**Goal of the exercise:** Count the lines in the records below that contain the string "every", and reply with that number alone.

**Provided information:**
#####

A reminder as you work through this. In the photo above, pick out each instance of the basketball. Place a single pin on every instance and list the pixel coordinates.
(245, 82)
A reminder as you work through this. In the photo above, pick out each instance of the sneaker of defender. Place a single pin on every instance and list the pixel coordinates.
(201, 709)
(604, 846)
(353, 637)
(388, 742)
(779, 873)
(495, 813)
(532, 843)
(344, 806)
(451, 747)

#####

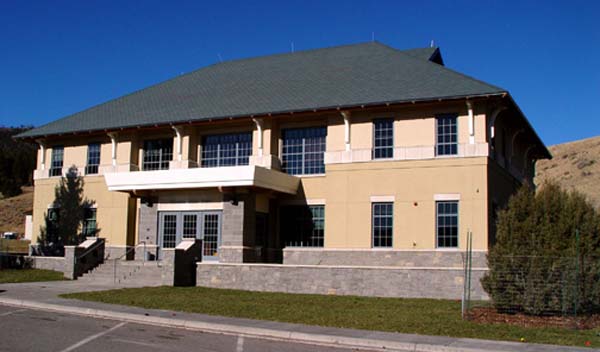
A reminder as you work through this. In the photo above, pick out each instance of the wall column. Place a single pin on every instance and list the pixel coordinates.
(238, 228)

#####

**Answer in full:** 3